|scientific name Glyptoscelis albida |
Woody shrubs and trees. Specimens have been found in pine, fir trees, as well as willow (Blake 1967).
Like others within the genus, this species is primarily found between March and July (Blake 1967). The Strickland Museum specimens were primarily collected between April and June, suggesting adults are more numerous during those months.
6.5-10 mm in length, 3.3-5 mm in width, although there is great variation in size of species. Oval or oblong shape, as is typical within the genus and family. The have a bronze-black or purplish body with pale creamy brown setae all over. Head with a distinct median line ending in a depression in the middle front. Species has broad head with wide set eyes. The antennae extend below the humeri, and the seventh joint is long. The prothorax is wider than long, and coarsley punctate. The elytra are faintly depressed about the scutellum and have a transverse depression below the intrahumeral sulcus. Like G. squamulata, the pubescence on elytra are without lines of brown setae, and the pronotum is also lacking any pattern. Coarse setae are pointed and not truncate, as in G. squamulata. Ventral setae are finer than dorsal setae, and can be cream to light yellowish in colour. Dorsal and ventral pubescence does not completely cover surface, producing a grey-white colour and distinguishing it from others. Species diagnosis can be made with the aedeagus, which is triangular at apex (Blake 1967).
Similar to other Glyptoscelis, the larvae mature underground and feed on the host plants. There is little sexual dimorphism; the genus as a whole tends to be quite homogenous (Blake 1967).
Nothing indicating that specimens are rare.
Like other members of the genus, adults are phytophagus, usually preferring deciduous trees and bushes. The larvae feed on the roots of host plants. (Blake 1967). Some Strickland Museum specimens were found on Artemisia tridentata (sagebrush).
Commonly found in southern Alberta and British Columbia, but range extends throughout much of the United States, as far south as California.
Glyptoscelis albida is the type species of the genus Glyptoscelis.

▶ [INPUT DATA]

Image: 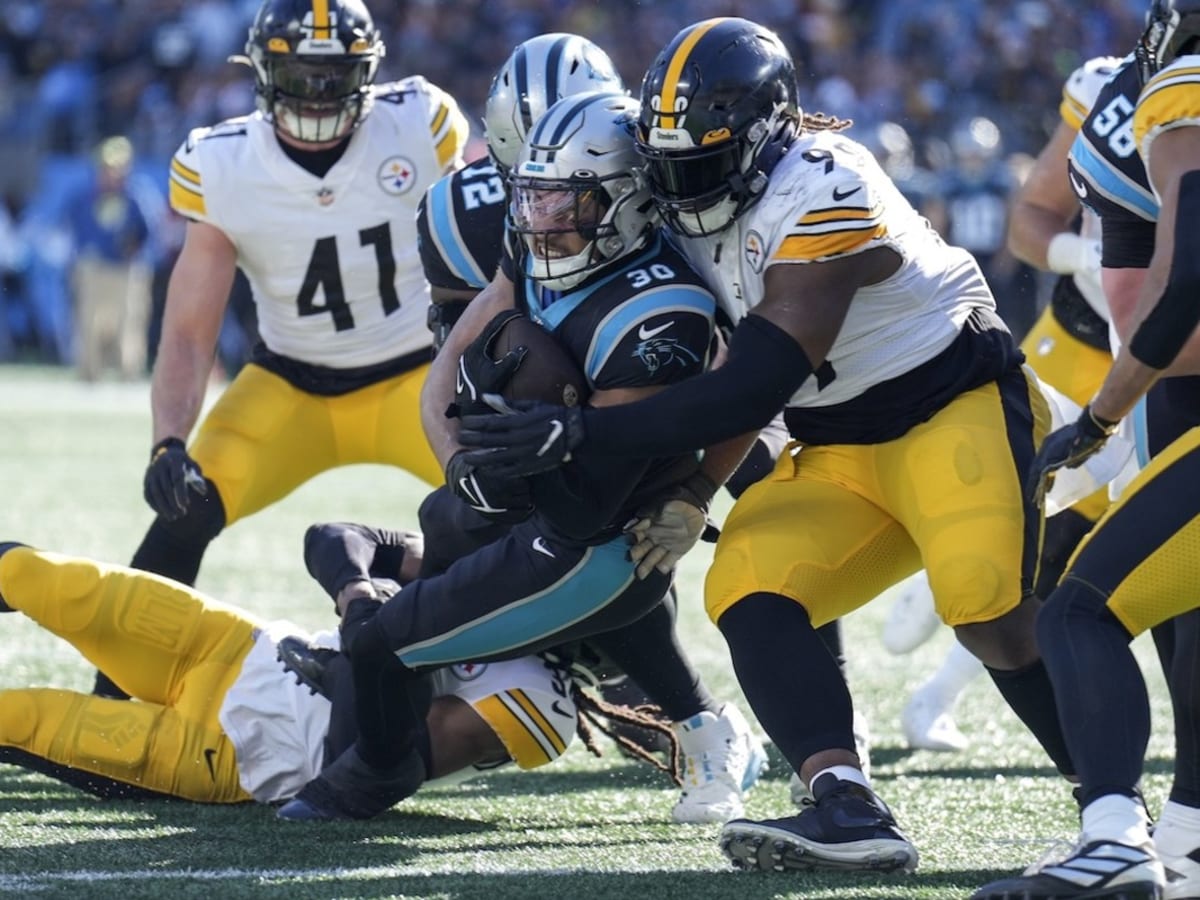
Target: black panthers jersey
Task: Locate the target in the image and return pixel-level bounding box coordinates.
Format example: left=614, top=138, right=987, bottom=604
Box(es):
left=416, top=157, right=508, bottom=290
left=504, top=233, right=716, bottom=538
left=1068, top=56, right=1158, bottom=269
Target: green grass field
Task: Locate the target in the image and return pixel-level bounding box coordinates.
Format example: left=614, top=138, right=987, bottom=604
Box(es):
left=0, top=367, right=1171, bottom=900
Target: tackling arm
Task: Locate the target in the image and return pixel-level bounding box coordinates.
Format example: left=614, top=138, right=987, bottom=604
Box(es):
left=150, top=222, right=238, bottom=444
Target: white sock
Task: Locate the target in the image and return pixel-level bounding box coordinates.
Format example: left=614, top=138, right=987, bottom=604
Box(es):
left=1154, top=800, right=1200, bottom=857
left=1082, top=793, right=1150, bottom=847
left=917, top=641, right=984, bottom=712
left=809, top=766, right=871, bottom=791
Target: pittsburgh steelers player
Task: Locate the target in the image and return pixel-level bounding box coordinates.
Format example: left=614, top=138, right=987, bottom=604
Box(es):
left=884, top=56, right=1121, bottom=750
left=0, top=523, right=576, bottom=803
left=97, top=0, right=468, bottom=692
left=280, top=92, right=757, bottom=818
left=453, top=18, right=1073, bottom=870
left=416, top=34, right=768, bottom=822
left=974, top=0, right=1200, bottom=900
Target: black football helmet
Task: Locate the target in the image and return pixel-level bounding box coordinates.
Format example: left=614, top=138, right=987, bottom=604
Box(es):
left=246, top=0, right=384, bottom=144
left=637, top=18, right=800, bottom=235
left=1134, top=0, right=1200, bottom=82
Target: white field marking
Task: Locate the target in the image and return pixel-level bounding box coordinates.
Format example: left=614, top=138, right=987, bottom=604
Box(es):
left=0, top=863, right=666, bottom=893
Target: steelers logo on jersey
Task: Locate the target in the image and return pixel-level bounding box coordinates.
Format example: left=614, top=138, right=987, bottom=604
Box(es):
left=378, top=156, right=416, bottom=197
left=450, top=662, right=487, bottom=682
left=745, top=230, right=766, bottom=272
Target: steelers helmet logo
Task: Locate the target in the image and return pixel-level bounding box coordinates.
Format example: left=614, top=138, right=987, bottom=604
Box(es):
left=377, top=156, right=416, bottom=197
left=745, top=230, right=766, bottom=272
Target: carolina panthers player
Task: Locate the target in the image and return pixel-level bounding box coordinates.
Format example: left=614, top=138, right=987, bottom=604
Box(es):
left=453, top=18, right=1073, bottom=870
left=883, top=56, right=1121, bottom=750
left=974, top=0, right=1200, bottom=900
left=416, top=34, right=763, bottom=822
left=100, top=0, right=468, bottom=700
left=0, top=535, right=576, bottom=803
left=274, top=92, right=757, bottom=818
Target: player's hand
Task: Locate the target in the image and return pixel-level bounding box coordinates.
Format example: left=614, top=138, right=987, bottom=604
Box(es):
left=142, top=438, right=209, bottom=522
left=446, top=448, right=533, bottom=522
left=458, top=401, right=586, bottom=478
left=1025, top=406, right=1117, bottom=509
left=448, top=310, right=529, bottom=416
left=625, top=472, right=716, bottom=578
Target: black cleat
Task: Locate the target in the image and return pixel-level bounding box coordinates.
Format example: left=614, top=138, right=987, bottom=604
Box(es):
left=720, top=774, right=917, bottom=872
left=275, top=746, right=425, bottom=821
left=971, top=841, right=1166, bottom=900
left=275, top=635, right=338, bottom=701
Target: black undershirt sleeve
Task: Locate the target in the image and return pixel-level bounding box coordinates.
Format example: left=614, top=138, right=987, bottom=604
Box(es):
left=583, top=314, right=812, bottom=457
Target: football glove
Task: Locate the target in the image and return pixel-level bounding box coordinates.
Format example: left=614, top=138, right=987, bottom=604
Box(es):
left=142, top=438, right=209, bottom=522
left=446, top=448, right=533, bottom=522
left=1025, top=404, right=1117, bottom=509
left=625, top=472, right=716, bottom=578
left=458, top=401, right=586, bottom=478
left=446, top=310, right=529, bottom=418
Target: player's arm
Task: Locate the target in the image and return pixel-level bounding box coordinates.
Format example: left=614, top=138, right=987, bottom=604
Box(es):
left=1008, top=121, right=1099, bottom=275
left=421, top=271, right=514, bottom=467
left=1091, top=126, right=1200, bottom=421
left=150, top=222, right=238, bottom=444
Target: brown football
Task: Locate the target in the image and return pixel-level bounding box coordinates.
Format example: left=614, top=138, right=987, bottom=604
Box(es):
left=492, top=316, right=588, bottom=407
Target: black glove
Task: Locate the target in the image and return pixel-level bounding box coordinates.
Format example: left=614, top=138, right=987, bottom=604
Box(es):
left=1025, top=406, right=1117, bottom=509
left=142, top=438, right=209, bottom=522
left=446, top=310, right=529, bottom=418
left=458, top=401, right=586, bottom=478
left=446, top=448, right=533, bottom=522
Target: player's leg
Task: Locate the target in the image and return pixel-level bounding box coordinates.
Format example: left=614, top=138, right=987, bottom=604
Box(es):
left=0, top=545, right=256, bottom=708
left=0, top=688, right=251, bottom=803
left=706, top=458, right=919, bottom=869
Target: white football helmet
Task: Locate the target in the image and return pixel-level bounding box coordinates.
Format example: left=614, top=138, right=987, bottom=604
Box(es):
left=484, top=32, right=625, bottom=172
left=509, top=92, right=659, bottom=290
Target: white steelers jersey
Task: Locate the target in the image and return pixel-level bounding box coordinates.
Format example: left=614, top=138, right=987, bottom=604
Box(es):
left=1058, top=56, right=1121, bottom=320
left=218, top=620, right=577, bottom=803
left=1133, top=55, right=1200, bottom=190
left=169, top=77, right=469, bottom=368
left=678, top=131, right=995, bottom=407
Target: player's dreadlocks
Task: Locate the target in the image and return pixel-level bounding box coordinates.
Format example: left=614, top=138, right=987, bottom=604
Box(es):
left=800, top=112, right=854, bottom=131
left=571, top=679, right=683, bottom=787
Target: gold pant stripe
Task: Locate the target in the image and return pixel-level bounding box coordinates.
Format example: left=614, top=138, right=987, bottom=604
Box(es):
left=190, top=365, right=443, bottom=524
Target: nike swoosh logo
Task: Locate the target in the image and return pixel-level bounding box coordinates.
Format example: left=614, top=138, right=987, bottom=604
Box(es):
left=637, top=319, right=674, bottom=341
left=538, top=419, right=564, bottom=456
left=204, top=746, right=217, bottom=784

▶ [TASK INSTRUCTIONS]
[A] Copy the Glyptoscelis albida text word for word, everything from "Similar to other" down to "south as California.".
[B] Translate this sentence from the Glyptoscelis albida text into Spanish: "The larvae feed on the roots of host plants."

▶ [RESULTS]
[A]
Similar to other Glyptoscelis, the larvae mature underground and feed on the host plants. There is little sexual dimorphism; the genus as a whole tends to be quite homogenous (Blake 1967).
Nothing indicating that specimens are rare.
Like other members of the genus, adults are phytophagus, usually preferring deciduous trees and bushes. The larvae feed on the roots of host plants. (Blake 1967). Some Strickland Museum specimens were found on Artemisia tridentata (sagebrush).
Commonly found in southern Alberta and British Columbia, but range extends throughout much of the United States, as far south as California.

[B] Las larvas se alimentan de las raíces de las plantas hospedadoras.